* _Required work_:
A) In the podcast transcript, what character did Thomas Lennon play on Reno 911?
B) List every movie or TV title that the podcast transcript links to Thomas Lennon's work.
C) Extend the podcast transcript about Thomas Lennon, continuing from its final line.

* _Text segment_:
[Start]

Has anyone written more screenplays than Albert Einstein? On this episode of Looking Up, Dean Regas consults with comedian, screenwriter, and Chris Hadfield look-alike, Thomas Lennon, on this very question.

Send us your thoughts at lookingup@wvxu.org or post them on social media using #lookinguppodcast

Episode Transcript:

Looking Up is transcribed using a combination of AI speech recognition and human editors. It may contain errors. Please check the corresponding audio before quoting in print.

Dean Regas: A brief warning to all looking up regular listeners. This episode will have absolutely, positively no scientific value, and it's really all my guest's fault.
[Thomas Lennon:] Maybe I'm old fashioned, but I think we should worship the sun and moon as powerful gods and fear them.
Dean Regas: You will soon hear my conversation with actor, comedian, and screenwriter for the night at the Museum series, Thomas Lennon. You might recognize his face or possibly his legs from his long stint as Lieutenant Jim Dangle on the mockumentary police TV show Reno 911.
[Thomas Lennon:] I feel like I bring a real joie de vivre to law enforcement…
Dean Regas: But since this is a podcast, maybe you'll recognize his overly cheery voice as Eddie, the shipboard computer in the movie Hitchhiker's Guide to the Galaxy
[Thomas Lennon] Oh, I'd love to fella, but wouldn't you know what? My guidance system has been deactivated.
Dean Regas: I met Thomas last year when I was speaking at the Yerkes Observatory, and I thought, whoa, this Hollywood actor must really love space.

[End]

* _Given data_:
[Start]

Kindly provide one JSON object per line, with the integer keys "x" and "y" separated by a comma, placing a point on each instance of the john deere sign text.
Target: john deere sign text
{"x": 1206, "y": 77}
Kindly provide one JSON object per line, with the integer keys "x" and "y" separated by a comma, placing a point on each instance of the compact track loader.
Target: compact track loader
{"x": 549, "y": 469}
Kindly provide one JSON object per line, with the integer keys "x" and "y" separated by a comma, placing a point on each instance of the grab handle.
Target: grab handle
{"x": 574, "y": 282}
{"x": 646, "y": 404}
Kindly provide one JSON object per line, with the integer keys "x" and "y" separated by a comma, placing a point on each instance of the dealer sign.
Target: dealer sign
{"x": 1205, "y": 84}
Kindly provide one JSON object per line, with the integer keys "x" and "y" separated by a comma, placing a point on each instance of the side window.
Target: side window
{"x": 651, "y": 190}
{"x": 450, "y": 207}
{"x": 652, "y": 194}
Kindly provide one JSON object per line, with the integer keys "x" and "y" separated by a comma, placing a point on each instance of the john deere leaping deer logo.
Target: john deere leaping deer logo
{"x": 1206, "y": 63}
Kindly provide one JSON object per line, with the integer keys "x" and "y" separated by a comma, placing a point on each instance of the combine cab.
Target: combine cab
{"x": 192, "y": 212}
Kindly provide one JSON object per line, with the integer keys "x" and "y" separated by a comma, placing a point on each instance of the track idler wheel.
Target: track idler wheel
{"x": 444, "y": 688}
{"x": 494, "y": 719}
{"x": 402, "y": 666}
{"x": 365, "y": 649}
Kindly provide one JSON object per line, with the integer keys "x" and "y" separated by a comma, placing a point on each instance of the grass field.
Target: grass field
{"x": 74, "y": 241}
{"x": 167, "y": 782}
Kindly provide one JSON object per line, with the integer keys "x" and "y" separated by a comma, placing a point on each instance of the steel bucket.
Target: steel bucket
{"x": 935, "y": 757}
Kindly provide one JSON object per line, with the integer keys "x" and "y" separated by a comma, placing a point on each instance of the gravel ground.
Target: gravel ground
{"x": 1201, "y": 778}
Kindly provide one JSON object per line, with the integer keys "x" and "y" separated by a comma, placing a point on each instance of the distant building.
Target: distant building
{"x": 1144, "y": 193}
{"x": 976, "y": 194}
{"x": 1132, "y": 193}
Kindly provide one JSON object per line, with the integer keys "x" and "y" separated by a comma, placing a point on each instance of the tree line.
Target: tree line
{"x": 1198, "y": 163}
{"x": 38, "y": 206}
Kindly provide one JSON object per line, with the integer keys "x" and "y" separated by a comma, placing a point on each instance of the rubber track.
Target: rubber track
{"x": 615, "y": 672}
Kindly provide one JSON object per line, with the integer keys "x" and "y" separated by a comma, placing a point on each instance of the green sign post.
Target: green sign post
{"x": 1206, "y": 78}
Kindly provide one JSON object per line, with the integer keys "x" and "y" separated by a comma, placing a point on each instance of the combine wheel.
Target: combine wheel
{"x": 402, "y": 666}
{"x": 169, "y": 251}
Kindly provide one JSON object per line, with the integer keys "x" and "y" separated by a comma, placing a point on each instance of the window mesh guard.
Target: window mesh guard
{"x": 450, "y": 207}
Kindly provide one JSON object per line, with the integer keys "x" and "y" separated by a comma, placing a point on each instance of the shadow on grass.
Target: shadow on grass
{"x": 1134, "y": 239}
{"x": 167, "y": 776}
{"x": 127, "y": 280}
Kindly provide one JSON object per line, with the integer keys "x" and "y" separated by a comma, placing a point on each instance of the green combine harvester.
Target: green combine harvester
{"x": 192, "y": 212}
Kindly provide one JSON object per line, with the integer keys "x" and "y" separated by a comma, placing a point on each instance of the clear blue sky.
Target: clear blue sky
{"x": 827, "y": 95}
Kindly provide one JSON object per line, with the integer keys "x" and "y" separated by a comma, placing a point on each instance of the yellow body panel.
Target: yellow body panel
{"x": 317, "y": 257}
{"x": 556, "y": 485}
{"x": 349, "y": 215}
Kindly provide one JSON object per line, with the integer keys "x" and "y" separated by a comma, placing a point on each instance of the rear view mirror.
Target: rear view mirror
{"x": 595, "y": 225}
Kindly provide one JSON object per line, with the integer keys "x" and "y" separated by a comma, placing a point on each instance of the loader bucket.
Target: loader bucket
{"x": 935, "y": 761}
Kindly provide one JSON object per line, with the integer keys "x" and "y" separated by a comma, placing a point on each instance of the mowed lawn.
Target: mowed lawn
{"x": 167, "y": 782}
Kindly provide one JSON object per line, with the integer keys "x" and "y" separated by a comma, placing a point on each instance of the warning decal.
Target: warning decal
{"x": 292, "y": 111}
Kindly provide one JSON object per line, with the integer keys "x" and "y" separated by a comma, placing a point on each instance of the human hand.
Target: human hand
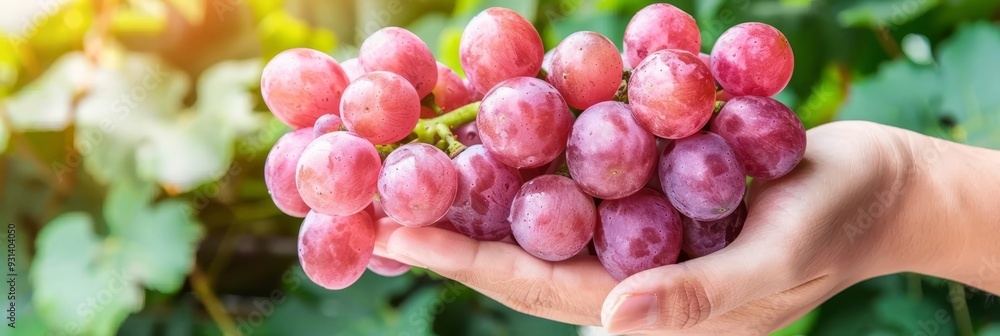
{"x": 837, "y": 219}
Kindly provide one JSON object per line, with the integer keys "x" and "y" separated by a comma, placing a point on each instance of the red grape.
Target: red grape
{"x": 300, "y": 85}
{"x": 702, "y": 176}
{"x": 659, "y": 27}
{"x": 672, "y": 94}
{"x": 399, "y": 51}
{"x": 499, "y": 44}
{"x": 486, "y": 188}
{"x": 609, "y": 155}
{"x": 337, "y": 172}
{"x": 637, "y": 233}
{"x": 767, "y": 137}
{"x": 552, "y": 219}
{"x": 381, "y": 107}
{"x": 334, "y": 250}
{"x": 752, "y": 59}
{"x": 524, "y": 122}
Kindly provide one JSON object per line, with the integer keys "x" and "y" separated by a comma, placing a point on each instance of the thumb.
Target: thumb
{"x": 680, "y": 296}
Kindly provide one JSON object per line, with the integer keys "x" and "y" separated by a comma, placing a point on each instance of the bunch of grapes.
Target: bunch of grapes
{"x": 644, "y": 152}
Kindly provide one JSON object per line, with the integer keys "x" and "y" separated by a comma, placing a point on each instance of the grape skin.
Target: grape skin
{"x": 381, "y": 107}
{"x": 752, "y": 59}
{"x": 337, "y": 173}
{"x": 766, "y": 136}
{"x": 334, "y": 250}
{"x": 552, "y": 219}
{"x": 609, "y": 154}
{"x": 524, "y": 122}
{"x": 702, "y": 177}
{"x": 450, "y": 92}
{"x": 499, "y": 44}
{"x": 486, "y": 188}
{"x": 279, "y": 171}
{"x": 586, "y": 69}
{"x": 300, "y": 85}
{"x": 326, "y": 124}
{"x": 637, "y": 233}
{"x": 672, "y": 94}
{"x": 702, "y": 238}
{"x": 417, "y": 184}
{"x": 659, "y": 27}
{"x": 399, "y": 51}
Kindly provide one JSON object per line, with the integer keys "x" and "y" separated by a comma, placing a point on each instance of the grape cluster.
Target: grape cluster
{"x": 644, "y": 152}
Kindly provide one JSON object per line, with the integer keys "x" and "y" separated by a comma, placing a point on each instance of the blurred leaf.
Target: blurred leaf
{"x": 892, "y": 13}
{"x": 47, "y": 102}
{"x": 969, "y": 74}
{"x": 78, "y": 289}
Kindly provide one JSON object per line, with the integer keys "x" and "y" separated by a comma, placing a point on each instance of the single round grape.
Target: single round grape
{"x": 767, "y": 137}
{"x": 609, "y": 155}
{"x": 334, "y": 250}
{"x": 486, "y": 188}
{"x": 704, "y": 238}
{"x": 499, "y": 44}
{"x": 524, "y": 122}
{"x": 702, "y": 176}
{"x": 659, "y": 27}
{"x": 637, "y": 233}
{"x": 752, "y": 59}
{"x": 328, "y": 123}
{"x": 586, "y": 69}
{"x": 450, "y": 92}
{"x": 337, "y": 173}
{"x": 387, "y": 267}
{"x": 468, "y": 134}
{"x": 399, "y": 51}
{"x": 417, "y": 184}
{"x": 552, "y": 219}
{"x": 672, "y": 94}
{"x": 279, "y": 171}
{"x": 381, "y": 107}
{"x": 353, "y": 69}
{"x": 300, "y": 85}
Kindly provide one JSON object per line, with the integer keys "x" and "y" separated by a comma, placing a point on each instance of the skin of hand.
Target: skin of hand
{"x": 867, "y": 200}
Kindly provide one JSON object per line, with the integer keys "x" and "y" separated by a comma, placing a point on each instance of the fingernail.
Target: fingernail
{"x": 633, "y": 312}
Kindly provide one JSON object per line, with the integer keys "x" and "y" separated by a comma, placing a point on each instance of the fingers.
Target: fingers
{"x": 570, "y": 291}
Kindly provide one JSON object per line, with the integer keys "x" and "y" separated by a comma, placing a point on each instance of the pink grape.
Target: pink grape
{"x": 586, "y": 69}
{"x": 659, "y": 27}
{"x": 417, "y": 184}
{"x": 752, "y": 59}
{"x": 486, "y": 188}
{"x": 300, "y": 85}
{"x": 468, "y": 134}
{"x": 552, "y": 219}
{"x": 399, "y": 51}
{"x": 334, "y": 250}
{"x": 704, "y": 238}
{"x": 767, "y": 137}
{"x": 609, "y": 154}
{"x": 499, "y": 44}
{"x": 672, "y": 94}
{"x": 637, "y": 233}
{"x": 327, "y": 124}
{"x": 352, "y": 68}
{"x": 524, "y": 122}
{"x": 337, "y": 173}
{"x": 279, "y": 171}
{"x": 387, "y": 267}
{"x": 702, "y": 176}
{"x": 450, "y": 92}
{"x": 381, "y": 107}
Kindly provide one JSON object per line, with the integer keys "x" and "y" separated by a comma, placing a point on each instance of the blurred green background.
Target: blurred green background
{"x": 133, "y": 138}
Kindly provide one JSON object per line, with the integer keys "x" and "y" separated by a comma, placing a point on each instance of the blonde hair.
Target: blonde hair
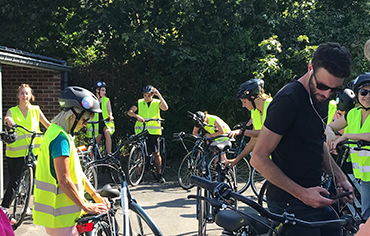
{"x": 62, "y": 119}
{"x": 367, "y": 49}
{"x": 22, "y": 86}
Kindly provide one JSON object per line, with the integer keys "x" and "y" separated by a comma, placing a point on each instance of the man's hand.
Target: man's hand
{"x": 314, "y": 197}
{"x": 232, "y": 134}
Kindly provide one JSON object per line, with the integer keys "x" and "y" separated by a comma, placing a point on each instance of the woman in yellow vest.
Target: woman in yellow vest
{"x": 148, "y": 107}
{"x": 254, "y": 98}
{"x": 107, "y": 129}
{"x": 29, "y": 116}
{"x": 59, "y": 179}
{"x": 357, "y": 127}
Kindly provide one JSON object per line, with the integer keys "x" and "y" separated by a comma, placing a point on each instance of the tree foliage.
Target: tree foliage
{"x": 196, "y": 52}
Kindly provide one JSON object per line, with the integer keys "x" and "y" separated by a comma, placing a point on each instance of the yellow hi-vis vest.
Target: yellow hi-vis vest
{"x": 331, "y": 111}
{"x": 256, "y": 115}
{"x": 20, "y": 147}
{"x": 153, "y": 111}
{"x": 109, "y": 124}
{"x": 52, "y": 207}
{"x": 211, "y": 130}
{"x": 360, "y": 159}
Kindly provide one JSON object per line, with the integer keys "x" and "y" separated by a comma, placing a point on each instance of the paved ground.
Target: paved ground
{"x": 167, "y": 204}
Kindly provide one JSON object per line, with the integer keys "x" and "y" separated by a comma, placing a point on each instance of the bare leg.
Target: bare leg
{"x": 108, "y": 140}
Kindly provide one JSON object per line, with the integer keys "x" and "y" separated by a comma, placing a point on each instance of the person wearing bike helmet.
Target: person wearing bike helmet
{"x": 149, "y": 107}
{"x": 293, "y": 135}
{"x": 59, "y": 180}
{"x": 344, "y": 102}
{"x": 216, "y": 125}
{"x": 29, "y": 116}
{"x": 357, "y": 127}
{"x": 253, "y": 97}
{"x": 106, "y": 129}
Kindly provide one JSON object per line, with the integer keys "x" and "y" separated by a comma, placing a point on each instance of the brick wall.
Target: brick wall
{"x": 45, "y": 85}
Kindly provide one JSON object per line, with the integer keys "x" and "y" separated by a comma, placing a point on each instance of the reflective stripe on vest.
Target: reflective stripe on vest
{"x": 109, "y": 124}
{"x": 211, "y": 121}
{"x": 52, "y": 207}
{"x": 331, "y": 111}
{"x": 153, "y": 111}
{"x": 20, "y": 147}
{"x": 257, "y": 118}
{"x": 360, "y": 159}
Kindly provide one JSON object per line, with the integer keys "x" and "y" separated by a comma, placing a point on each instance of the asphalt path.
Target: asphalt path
{"x": 167, "y": 204}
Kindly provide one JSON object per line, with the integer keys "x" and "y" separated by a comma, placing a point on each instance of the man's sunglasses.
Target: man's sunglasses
{"x": 364, "y": 92}
{"x": 324, "y": 87}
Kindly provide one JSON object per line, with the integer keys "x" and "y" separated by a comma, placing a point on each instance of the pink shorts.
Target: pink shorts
{"x": 62, "y": 231}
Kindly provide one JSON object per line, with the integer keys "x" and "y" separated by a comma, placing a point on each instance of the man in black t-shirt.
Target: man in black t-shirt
{"x": 293, "y": 133}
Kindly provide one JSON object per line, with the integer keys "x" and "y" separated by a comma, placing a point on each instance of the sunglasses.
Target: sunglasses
{"x": 324, "y": 87}
{"x": 364, "y": 92}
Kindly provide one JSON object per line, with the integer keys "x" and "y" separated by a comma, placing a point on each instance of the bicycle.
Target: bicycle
{"x": 24, "y": 186}
{"x": 139, "y": 158}
{"x": 235, "y": 222}
{"x": 135, "y": 220}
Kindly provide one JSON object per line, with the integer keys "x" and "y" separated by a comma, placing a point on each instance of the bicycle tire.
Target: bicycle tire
{"x": 101, "y": 229}
{"x": 190, "y": 165}
{"x": 162, "y": 148}
{"x": 22, "y": 196}
{"x": 141, "y": 224}
{"x": 229, "y": 176}
{"x": 257, "y": 181}
{"x": 201, "y": 212}
{"x": 135, "y": 165}
{"x": 243, "y": 172}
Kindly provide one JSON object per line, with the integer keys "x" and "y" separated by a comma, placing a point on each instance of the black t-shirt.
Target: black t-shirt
{"x": 300, "y": 152}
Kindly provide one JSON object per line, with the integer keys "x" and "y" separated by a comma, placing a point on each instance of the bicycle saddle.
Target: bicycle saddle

[End]

* _Outputs_:
A) Lieutenant Jim Dangle

B)
- Night at the Museum series (screenwriter)
- Reno 911 (Lieutenant Jim Dangle)
- Hitchhiker's Guide to the Galaxy (voice of Eddie, the shipboard computer)

C)
From the studios of Cincinnati Public Radio, I'm your host, Dean Regas, and this is Looking Up. The show that takes you deep into the cosmos or just to the telescope in your backyard to learn more about what makes this amazing universe of ours so great.
My guest today is actor, comedian, and screenwriter, and an absolute train wreck for any serious podcast, Thomas Lennon.
So let me set the scene. I’m giving my, “Tour of the Universe” talk at the Yerkes Observatory in Wisconsin. It is the talk where I fly the audience virtually around the universe from the surface of the earth to the edge and make lots of stops along the way. There's about 60 people in the audience, but when I make a stop at Saturn, there's this sandy haired, mustachioed man near the back of the room that looks really familiar.
By the time I pass Pluto, I'm convinced I know him from somewhere. He's famous, maybe an astronaut. And after leaving the Milky Way, I got it. It's definitely, absolutely Canadian astronaut and social media sensation, Chris Hadfield. Oh my gosh, Chris Hadfield is in my audience!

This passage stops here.